* Text shown:
--------------------------------------------------

In Memoriam

Peter Taylor

31 October 2019

by João Arriscado Nunes

We regret to inform that Peter J. Taylor, professor at the University of Massachusetts - Boston, CES friend and collaborator, passed away on October 29, in the wake of prolonged illness.

Peter J. Taylor was an ecologist and obtained his Phd in Evolutionary Biology from Harvard University in 1988, under supervision of Richard Lewontin and Richard Levins, whose theoretical and practical legacy of a critical and politically engaged science, marked his entire life as a researcher and educator. He was Professor of Science, Technology, and Society Studies at Cornell University. Later on, while professor at the University of Massachusetts - Boston, he would devote himself to research and teaching in Science and Social Change, studies of clinical processes at the intersection of the biological, the ecological and the social and also to teaching postgraduate studies in Critical and Creative Thinking. He was a collaborator of the Science for People movement and president of the International Society for the History, Philosophy and Social Studies of Biology.

As a teacher and researcher, his work focused on understanding the complexity of the intersections of social relations and political dynamics with science production, particularly in the field of environmental and health research. He developed working methods to deal with the complexity and heterogeneity of research, from a collaborative and participatory perspective.

His extensive work includes books such as: Unruly Complexity: Ecology, Interpretation, and Engagement (University of Chicago Press 2005), Taking Yourself Seriously (2012) and Nature-Nurture? No: Moving the Sciences of Variation and Heredity Beyond the Gaps (2014). Among his collaborations with CES is the participation in the collective work organised by Professor Boaventura de Sousa Santos Conhecimento Prudente para Uma Vida Decente: Um Discurso sobre as Ciências Revisitado, (Porto: Afrontamento 2003) “A reconstrução da complexidade ecológica sem regras: ciência, interpretação e prática reflexiva crítica". 

Peter Taylor collaborated with CES in various research projects, co-supervised doctoral projects, organised seminars and workshops and supported the preparation of applications by CES researchers to the European Research Council. In 2012, the year he was Fulbright Fellow at CES, he delivered the inaugural lecture of our PhD programmes (see here)

Despite his ill health, he spent the last two years of his life teaching and promoting the legacy of his mentor Richard Levins and of his late wife, historian Ann Blum.

Those who knew and worked with him, and whom he took in, for almost two decades, at annually held workshops in Woods Hole, New England, recall his generosity and the inspiring way in which he kept the dialogue alive between different generations of researchers and activists committed to the pursuit of an emancipatory science and the mutual recognition and interlocution of experiences and knowledges.

We thus associate ourselves with Peter Taylor's family, friends and colleagues in this time of sorrow for his departure.

--------------------------------------------------

* Activity:
In the tribute above, what year was Peter Taylor a Fulbright Fellow at CES? The records that follow were taken from a different source.

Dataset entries
--------------------------------------------------

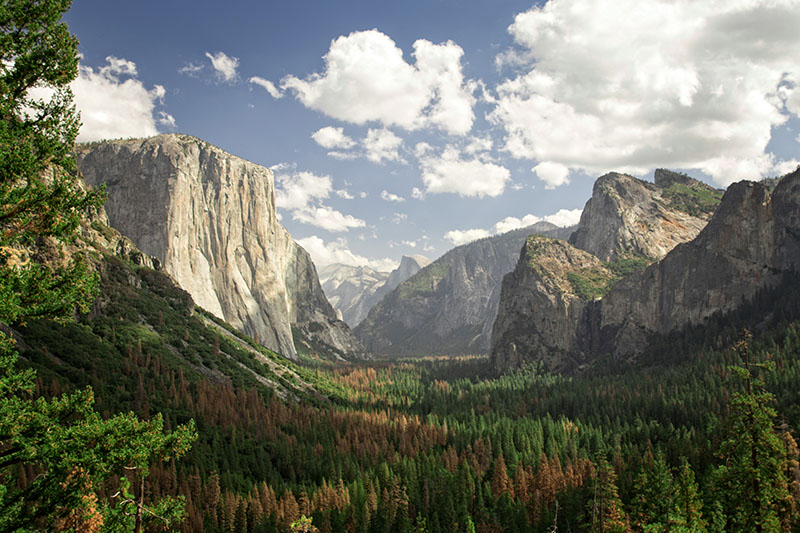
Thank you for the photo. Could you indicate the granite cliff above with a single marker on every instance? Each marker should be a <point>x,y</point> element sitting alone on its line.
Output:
<point>626,215</point>
<point>353,291</point>
<point>607,309</point>
<point>450,305</point>
<point>209,217</point>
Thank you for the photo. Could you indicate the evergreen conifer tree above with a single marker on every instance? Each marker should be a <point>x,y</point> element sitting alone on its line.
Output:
<point>69,446</point>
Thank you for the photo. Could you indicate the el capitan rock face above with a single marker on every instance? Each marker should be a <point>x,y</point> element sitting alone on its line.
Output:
<point>210,218</point>
<point>751,240</point>
<point>448,306</point>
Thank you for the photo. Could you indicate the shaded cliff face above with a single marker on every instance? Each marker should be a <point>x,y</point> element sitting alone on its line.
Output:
<point>450,305</point>
<point>751,240</point>
<point>353,291</point>
<point>209,217</point>
<point>626,214</point>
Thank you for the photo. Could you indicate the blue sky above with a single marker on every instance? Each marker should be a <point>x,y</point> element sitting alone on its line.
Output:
<point>405,128</point>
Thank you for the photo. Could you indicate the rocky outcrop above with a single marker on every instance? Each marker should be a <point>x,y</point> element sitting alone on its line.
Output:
<point>209,217</point>
<point>752,239</point>
<point>628,215</point>
<point>353,291</point>
<point>450,305</point>
<point>540,306</point>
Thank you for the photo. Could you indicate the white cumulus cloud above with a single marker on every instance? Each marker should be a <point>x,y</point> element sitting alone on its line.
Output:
<point>382,145</point>
<point>302,194</point>
<point>327,218</point>
<point>635,84</point>
<point>563,218</point>
<point>459,237</point>
<point>553,174</point>
<point>224,66</point>
<point>366,79</point>
<point>337,251</point>
<point>266,85</point>
<point>450,172</point>
<point>113,103</point>
<point>391,197</point>
<point>330,137</point>
<point>298,190</point>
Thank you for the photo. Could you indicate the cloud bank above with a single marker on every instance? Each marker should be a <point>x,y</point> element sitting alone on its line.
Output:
<point>366,79</point>
<point>302,194</point>
<point>114,103</point>
<point>637,84</point>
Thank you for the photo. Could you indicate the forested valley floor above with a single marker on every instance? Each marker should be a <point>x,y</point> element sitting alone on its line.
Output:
<point>439,443</point>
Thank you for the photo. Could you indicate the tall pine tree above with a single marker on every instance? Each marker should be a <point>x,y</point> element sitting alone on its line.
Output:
<point>71,449</point>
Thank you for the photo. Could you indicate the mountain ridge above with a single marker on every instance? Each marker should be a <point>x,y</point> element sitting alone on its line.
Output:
<point>749,243</point>
<point>210,218</point>
<point>448,306</point>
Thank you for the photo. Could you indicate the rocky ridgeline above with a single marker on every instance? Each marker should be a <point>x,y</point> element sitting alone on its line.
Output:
<point>209,217</point>
<point>353,291</point>
<point>450,305</point>
<point>614,307</point>
<point>626,215</point>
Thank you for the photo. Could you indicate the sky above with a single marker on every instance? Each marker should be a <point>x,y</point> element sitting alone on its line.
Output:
<point>399,128</point>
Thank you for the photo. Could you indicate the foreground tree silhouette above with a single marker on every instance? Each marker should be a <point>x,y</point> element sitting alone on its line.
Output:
<point>68,447</point>
<point>751,480</point>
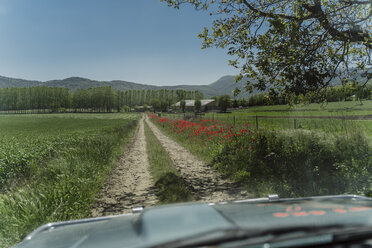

--------------------------------------------------

* The completed task:
2012